Aufgabe 1 ▸ Suche bitte alle Zeilen der Einträge heraus, in denen das Wort „mark“ vorkommt, und gib sie unverändert wieder.

:: Seite

Frage an Christian Ahrendt von hans-juergen b. bezüglich Wirtschaft
warum geben die abgeordneten ihre bezüge nicht an.
warum sind abgeordnete käuflich? warum dürfen abgeordnete noch nebentätigkeiten ausüben.? Die sollten sich doch lieber voll auf ihr mandat besinnen und nicht das mandat nutzen, wenn noch weitere aufsichtsratvorsitze zu erhalten
Sehr geehrter Herr Buchholz,
vielen Dank für Ihre Fragen.
Gestatten Sie mir, dass ich ausnahmsweise davon ausgehe, dass auch dem Leserkreis von abgeordnetenwatch.de die Problemlage, die Sie ansprechen, des jüngsten Bundesverfassungsgerichtsurteils in dieser Sache wegen (vom 4. Juli 2007, 2 BvE 1/06; 2 BvE 2/06; 2 BvE 3/06; 2 BvE 4/06) bekannt ist. Ich erlaube mir deshalb, auf eine kurze Einführung in das Thema zu verzichten. Hinweisen möchte ich dennoch auf die folgenden Links, die auf die Netzseiten der Bundestagsverwaltung...:
http://www.bundestag.de/mdb/nebentaetigkeit/index.html
....bzw. jene des Bundesverfassungsgerichts führen:
http://www.bundesverfassungsgericht.de/entscheidungen/es20070704_2bve000106.html
Hier sind weitere Informationen zu finden, die dem Leserkreis und Ihnen dienlich zu sein vermögen.

::::
:: Vorliegende Einträge

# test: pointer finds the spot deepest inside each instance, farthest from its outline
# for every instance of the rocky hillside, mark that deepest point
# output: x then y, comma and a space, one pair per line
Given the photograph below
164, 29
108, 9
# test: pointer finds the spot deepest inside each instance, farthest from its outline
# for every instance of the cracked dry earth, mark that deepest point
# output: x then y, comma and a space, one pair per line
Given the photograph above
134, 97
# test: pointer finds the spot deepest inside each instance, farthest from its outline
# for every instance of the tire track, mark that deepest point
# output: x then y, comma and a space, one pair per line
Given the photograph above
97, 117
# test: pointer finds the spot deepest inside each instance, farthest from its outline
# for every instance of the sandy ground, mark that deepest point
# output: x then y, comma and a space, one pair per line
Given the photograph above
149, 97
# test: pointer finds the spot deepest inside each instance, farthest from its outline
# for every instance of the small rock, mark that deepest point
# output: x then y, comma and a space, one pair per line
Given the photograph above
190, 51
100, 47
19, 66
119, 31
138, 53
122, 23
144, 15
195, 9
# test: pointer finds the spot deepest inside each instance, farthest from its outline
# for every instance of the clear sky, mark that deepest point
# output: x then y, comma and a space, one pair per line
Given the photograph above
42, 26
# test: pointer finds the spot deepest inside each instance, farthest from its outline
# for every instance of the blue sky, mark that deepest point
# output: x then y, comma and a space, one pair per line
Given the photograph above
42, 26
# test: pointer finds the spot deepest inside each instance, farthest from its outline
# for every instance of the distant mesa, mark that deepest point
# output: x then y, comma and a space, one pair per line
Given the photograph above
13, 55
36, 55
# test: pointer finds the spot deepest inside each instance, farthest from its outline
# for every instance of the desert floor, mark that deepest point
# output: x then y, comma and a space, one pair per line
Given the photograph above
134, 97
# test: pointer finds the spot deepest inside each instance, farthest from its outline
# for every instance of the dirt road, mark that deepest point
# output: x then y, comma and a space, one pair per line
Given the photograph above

::::

Aufgabe 2 ▸ Von welchem Datum ist laut der Seite das erwähnte Urteil des Bundesverfassungsgerichts?

Lösung 1 ▸
# for every instance of the rocky hillside, mark that deepest point
# for every instance of the cracked dry earth, mark that deepest point
# for every instance of the tire track, mark that deepest point
# for every instance of the sandy ground, mark that deepest point
# for every instance of the small rock, mark that deepest point
# for every instance of the clear sky, mark that deepest point
# for every instance of the blue sky, mark that deepest point
# for every instance of the distant mesa, mark that deepest point
# for every instance of the desert floor, mark that deepest point
# for every instance of the dirt road, mark that deepest point

Lösung 2 ▸ Vom 4. Juli 2007.